[start of EXTRACTED ENTRIES]

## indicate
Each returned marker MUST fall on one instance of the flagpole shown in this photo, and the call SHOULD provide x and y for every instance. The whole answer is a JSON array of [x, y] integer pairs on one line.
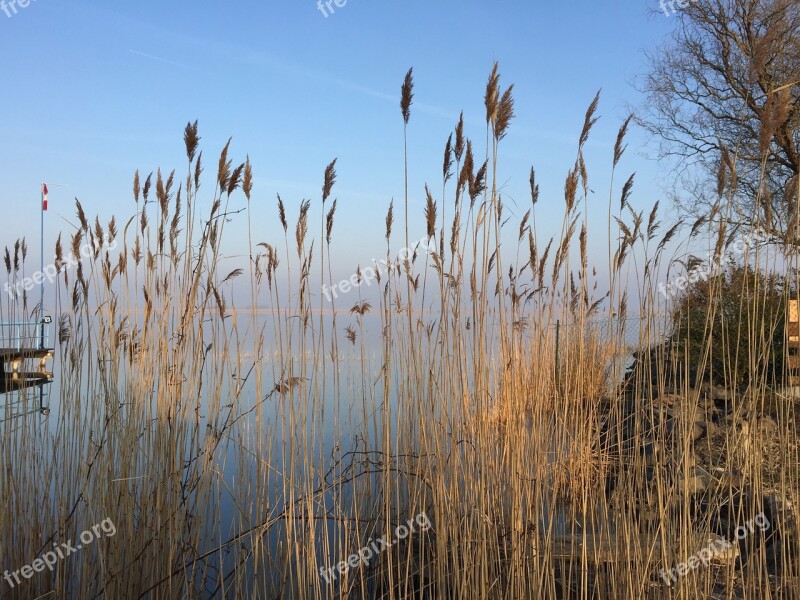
[[41, 270]]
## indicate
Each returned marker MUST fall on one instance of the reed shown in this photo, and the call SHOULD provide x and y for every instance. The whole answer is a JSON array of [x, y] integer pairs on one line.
[[246, 452]]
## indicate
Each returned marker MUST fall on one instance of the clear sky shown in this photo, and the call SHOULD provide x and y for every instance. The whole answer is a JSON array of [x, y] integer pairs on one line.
[[94, 91]]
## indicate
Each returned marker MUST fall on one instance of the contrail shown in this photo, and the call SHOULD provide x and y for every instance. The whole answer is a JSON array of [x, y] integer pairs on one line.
[[169, 62]]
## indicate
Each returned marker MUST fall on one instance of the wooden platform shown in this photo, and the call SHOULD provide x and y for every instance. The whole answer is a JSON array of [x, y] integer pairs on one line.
[[14, 368]]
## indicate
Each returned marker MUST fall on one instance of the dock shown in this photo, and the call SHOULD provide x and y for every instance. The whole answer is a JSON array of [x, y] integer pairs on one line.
[[24, 352]]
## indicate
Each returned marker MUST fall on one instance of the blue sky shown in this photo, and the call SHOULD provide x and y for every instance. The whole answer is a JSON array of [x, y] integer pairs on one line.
[[94, 92]]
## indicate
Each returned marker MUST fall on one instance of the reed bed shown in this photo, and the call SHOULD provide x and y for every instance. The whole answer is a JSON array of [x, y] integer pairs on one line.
[[246, 454]]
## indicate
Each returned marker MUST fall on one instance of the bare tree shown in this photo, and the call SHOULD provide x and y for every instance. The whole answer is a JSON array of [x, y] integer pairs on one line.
[[723, 99]]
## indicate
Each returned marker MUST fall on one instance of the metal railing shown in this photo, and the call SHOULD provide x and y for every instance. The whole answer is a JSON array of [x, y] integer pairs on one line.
[[25, 335]]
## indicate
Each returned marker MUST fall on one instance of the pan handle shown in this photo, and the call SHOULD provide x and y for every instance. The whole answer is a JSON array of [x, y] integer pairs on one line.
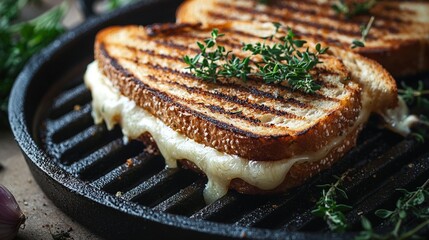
[[87, 7]]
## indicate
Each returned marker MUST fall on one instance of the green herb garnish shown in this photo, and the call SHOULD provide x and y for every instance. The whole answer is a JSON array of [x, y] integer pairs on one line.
[[364, 31], [416, 99], [415, 96], [281, 61], [20, 41], [353, 8], [328, 208], [412, 204]]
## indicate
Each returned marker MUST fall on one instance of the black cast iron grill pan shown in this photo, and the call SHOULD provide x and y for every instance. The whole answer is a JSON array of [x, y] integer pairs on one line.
[[120, 190]]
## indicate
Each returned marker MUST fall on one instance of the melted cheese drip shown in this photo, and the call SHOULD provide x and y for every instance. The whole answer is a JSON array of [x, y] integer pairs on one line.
[[109, 105], [398, 119]]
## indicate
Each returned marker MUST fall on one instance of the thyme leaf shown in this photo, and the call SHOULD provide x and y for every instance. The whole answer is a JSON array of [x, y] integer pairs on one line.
[[410, 204], [329, 209], [281, 61]]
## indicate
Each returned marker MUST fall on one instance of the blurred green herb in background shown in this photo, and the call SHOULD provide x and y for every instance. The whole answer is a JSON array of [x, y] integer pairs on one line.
[[21, 40]]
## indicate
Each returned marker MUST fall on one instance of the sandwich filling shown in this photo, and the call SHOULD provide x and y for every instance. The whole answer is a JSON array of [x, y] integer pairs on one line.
[[220, 168]]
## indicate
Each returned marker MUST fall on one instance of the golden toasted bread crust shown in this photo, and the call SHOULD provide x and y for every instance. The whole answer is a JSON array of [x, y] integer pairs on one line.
[[214, 132], [399, 39]]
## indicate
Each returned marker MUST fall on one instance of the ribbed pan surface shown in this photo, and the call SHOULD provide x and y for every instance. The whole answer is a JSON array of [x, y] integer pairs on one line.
[[121, 190]]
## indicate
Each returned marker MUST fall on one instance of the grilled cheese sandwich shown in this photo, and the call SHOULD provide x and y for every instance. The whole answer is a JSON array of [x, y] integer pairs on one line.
[[250, 136]]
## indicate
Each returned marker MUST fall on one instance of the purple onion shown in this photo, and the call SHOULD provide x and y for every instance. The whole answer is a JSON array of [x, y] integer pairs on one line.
[[11, 216]]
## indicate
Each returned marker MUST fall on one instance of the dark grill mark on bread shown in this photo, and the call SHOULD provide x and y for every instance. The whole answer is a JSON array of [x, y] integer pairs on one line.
[[170, 100]]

[end of EXTRACTED ENTRIES]

Can you set down all of the records above word for word, leaving the pictures out?

» **FINISHED ANSWER**:
## indicate
Each returned marker MUST fall on one instance of the flagpole shown in this photo, and the call SHOULD provide x and y for every instance. The whole answer is a JSON array of [x, y] integer pairs on one line.
[[41, 270]]
## indicate
Each returned marker MUST fall on one instance of the reed shown in this photo, and the call SHOULD provide x and y for every instance. The whole answer is a JSON array of [x, y] integer pairs on one line.
[[246, 452]]
## indicate
Each returned marker MUST fall on one instance of the clear sky shown in this photo, and the call SHOULD provide x and y for every instance. The whole answer is a JSON array of [x, y] integer pairs on one line.
[[94, 91]]
## indicate
Each returned marker MUST fall on one instance of the contrail shown in this photo, and the call SHOULD provide x and y for every instance. The whole answer is a JSON array of [x, y] integer pairs on one line.
[[169, 62]]
## indicate
Each returned marker MUST fall on one instance of the wooden platform shown in this photo, and the call SHOULD provide x and y for every instance. The whole answer is a JSON array of [x, y] integer pairs on one line.
[[14, 368]]
## indicate
Each returned marker MUST fall on one instance of the dock shown in this photo, and the call SHOULD provide x and y for every instance. The whole answer is a JSON array of [x, y] integer pairs on one line.
[[24, 352]]
## indicate
Each returned marker MUST fall on one instance of the blue sky shown in this photo, and the call SHOULD provide x and y for every instance. The whole answer is a JSON array of [x, y] integer pairs on one line.
[[94, 92]]
## indicate
Each returned marker MUST fall on one instance of the reed bed shown in this photo, and the call SHOULD provide x and y for every instance. The whole answer is a JSON array of [x, y] integer pairs on one line.
[[246, 454]]
## indicate
Each returned marker MUST fall on one instance of the bare tree shown in this photo, and the call SHOULD provide x and y for every instance. The whole answer is a JSON array of [x, y] integer pairs on one line.
[[723, 99]]
## indicate
Each returned marker MUST fall on one instance of the metal railing shown in this photo, and the call SHOULD provide x and y for every instance. The whole answer is a JSON array of [x, y] integer pairs on one line.
[[25, 335]]
## indicate
Each returned marker MUST fall on one instance of the pan handle shown in this photo, and the call SHOULD provide x and y for every instance. The whole answer is a JSON array of [x, y] integer pairs on one line.
[[87, 7]]
## indicate
Each returned marker MUST fall on one instance of the green herb garnish shown in this photo, and the call SHOULD provide x and y for every instance. The whole answer is a JSON array of [x, y] integer pairs on one line.
[[364, 31], [416, 99], [415, 96], [281, 61], [20, 41], [353, 8], [328, 208], [412, 204]]
## indicate
Each returned marker MUST fall on one instance of the black cast iron grill pan shown in this photo, and the call SHOULD provide x and y for every instance. The whole answer is a JSON array of [x, y] integer pairs on one line.
[[120, 190]]
## indicate
Each returned marker MUST fall on one instance of the melted cheese drip shown in this photo, and the call SHOULD provide x and y for every instance. The whole answer is a JSON array of [x, y] integer pairs on one line.
[[109, 105], [398, 119]]
## indicate
Each returned marker MUST fall on one instance of the thyme leaf shown in this photo, and the call SHOULD provide x and y for every instance. The whole answer is a JSON array of [x, y] integer pairs on one line.
[[410, 204], [329, 209], [281, 61]]
## indicate
Each returned marker MUST fall on one instance of the blurred green herb in background shown in this photo, and the call SHOULD provide x and y for every instance. The whole answer is a JSON array of [x, y] integer pairs on one line.
[[21, 40]]
## indicate
Each returned marker MUST fall on one instance of the sandwich filling shown in this photo, and the call SHOULD provide x and y for every instance. The whole answer is a JSON array of [x, y] integer pairs on one line.
[[220, 168]]
## indicate
Each returned marker MUST fall on one instance of the golden toasted bread crust shown in this photo, and the call SHOULD provide x and y for every instance. The whole answer is a JSON array of [x, y] integer pairs on one line.
[[214, 132], [399, 39]]
## indicate
Each returned marker MUST fall on one instance of the ribbed pan surface shown in this photo, and the call SHOULD provide x and y for every instance. The whole answer is a JSON array of [x, y] integer pairs on one line.
[[121, 190]]
## indicate
Each returned marker MUST fall on one instance of the grilled cheese sandwich shown in this photo, and the call SHOULD provide x and y for every instance. The whole answer is a JSON array of [x, y] integer pairs on one line.
[[250, 136]]
## indicate
Each returned marker MUST fall on one instance of the purple onion shown in this photo, and the call SHOULD provide x and y for every instance. The whole answer is a JSON array of [x, y] integer pairs on one line.
[[11, 216]]
## indicate
Each returned marker MUST fall on one instance of the dark grill mark on bread shown in this photo, and the call SHOULD provide x and y for every instance. The whole answer is a JSON array of [x, y] integer pairs on one line.
[[170, 100]]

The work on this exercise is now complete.